Selected extract ->
I think this is reasonable and I've followed up with a friendly e-mail to the ebay vendor requesting he share 2/3's of the cost.  I'll let you know how it turns out.
Steve


----------



## abc31 (Oct 13, 2008)

Good Luck, Steve. Let us know what happens.


----------



## JoeMid (Oct 14, 2008)

abc31 said:


> Funny, my letter said it was based on a flat rate of .63 cents per HC. I never did the math. Spence, over on timeshareforums.com, said that his had a different rate. I think it was .80 cents.


The rate is different for different point levels, just like the rate for MFs is.  See Spence's MF chart over there.



MaryH said:


> Does anyone know how much it is for 90K points? I am on the road so have not get it yet and expect mail to Canada would take longer.
> 
> When they did the SA before, they offered something else in turn. Are they doing it this for this SA?


90K - probably in the .6 - .7/pt range.



abc31 said:


> Yes, they are offering a week at one of their all-inclusive Mexican or Dominican Republic Resorts.
> 
> I don't know what they want for 90,000 points. Everyone seems to be told a different rate per point.


Same thing they did after the last hurricane SA; question is - what AI rate are they charging?  I have a certificate for unlimited AI reservations for 5 years but the AI rate is 33% more than if I reserved with points, so they're getting their MFs back!



mav said:


> I own almost 200,000 points and am in Italy right now so I dont know what mine will be


.5 -.6/pt probably.

List of tasks ->
1/ Please list every per-point rate that appears in the forum thread, as each post states it.
2/ In the forum thread, for how many years does JoeMid's certificate allow unlimited AI reservations?

Material supplied ->
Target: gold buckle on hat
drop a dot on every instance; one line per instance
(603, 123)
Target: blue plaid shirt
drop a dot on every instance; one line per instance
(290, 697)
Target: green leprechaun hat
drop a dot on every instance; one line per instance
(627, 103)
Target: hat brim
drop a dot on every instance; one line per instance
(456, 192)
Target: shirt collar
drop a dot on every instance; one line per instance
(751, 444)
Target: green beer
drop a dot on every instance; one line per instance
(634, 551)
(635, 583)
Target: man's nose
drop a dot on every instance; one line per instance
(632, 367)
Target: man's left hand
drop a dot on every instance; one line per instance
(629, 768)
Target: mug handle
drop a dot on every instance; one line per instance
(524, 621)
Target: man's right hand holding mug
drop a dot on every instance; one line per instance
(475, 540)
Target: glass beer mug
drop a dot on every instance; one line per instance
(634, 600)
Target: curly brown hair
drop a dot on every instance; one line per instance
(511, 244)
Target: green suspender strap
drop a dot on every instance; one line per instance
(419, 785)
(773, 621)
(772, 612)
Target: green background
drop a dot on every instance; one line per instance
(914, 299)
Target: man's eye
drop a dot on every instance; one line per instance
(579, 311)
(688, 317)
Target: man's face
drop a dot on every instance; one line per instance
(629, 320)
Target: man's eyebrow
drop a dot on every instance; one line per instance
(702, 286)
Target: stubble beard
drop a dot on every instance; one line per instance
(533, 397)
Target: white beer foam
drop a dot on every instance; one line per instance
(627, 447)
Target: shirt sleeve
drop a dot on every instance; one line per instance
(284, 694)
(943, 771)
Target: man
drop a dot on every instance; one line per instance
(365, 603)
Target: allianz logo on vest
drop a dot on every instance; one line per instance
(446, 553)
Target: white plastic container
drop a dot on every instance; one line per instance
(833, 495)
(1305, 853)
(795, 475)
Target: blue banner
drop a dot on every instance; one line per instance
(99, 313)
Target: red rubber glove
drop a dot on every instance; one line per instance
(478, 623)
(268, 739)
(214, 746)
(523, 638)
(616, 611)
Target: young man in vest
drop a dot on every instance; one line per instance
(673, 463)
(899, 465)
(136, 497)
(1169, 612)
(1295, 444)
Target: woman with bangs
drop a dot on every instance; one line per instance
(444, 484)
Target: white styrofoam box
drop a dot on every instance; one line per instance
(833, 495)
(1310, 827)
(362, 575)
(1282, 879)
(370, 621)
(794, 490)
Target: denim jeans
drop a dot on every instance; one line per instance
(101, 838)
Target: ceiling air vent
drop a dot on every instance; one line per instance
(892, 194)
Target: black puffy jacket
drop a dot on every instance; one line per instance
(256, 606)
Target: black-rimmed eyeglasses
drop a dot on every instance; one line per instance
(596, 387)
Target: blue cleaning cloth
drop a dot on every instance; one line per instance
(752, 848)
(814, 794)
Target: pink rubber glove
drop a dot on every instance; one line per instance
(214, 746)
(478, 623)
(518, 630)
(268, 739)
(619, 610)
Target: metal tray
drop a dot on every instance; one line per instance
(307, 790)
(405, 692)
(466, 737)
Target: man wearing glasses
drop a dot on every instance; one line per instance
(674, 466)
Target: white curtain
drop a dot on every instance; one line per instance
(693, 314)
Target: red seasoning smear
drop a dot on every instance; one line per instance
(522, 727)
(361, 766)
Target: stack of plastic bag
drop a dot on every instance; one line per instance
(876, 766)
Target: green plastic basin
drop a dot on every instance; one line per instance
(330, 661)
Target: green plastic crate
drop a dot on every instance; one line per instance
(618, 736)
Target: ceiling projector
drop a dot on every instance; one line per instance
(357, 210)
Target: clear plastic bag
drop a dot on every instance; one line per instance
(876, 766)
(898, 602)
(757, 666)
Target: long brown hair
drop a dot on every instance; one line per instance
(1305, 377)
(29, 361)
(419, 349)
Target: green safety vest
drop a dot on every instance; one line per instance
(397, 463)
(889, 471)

Worked answers ->
1/
- .63 cents per HC
- .80 cents
- .6 - .7/pt
- .5 -.6/pt

2/ 5 years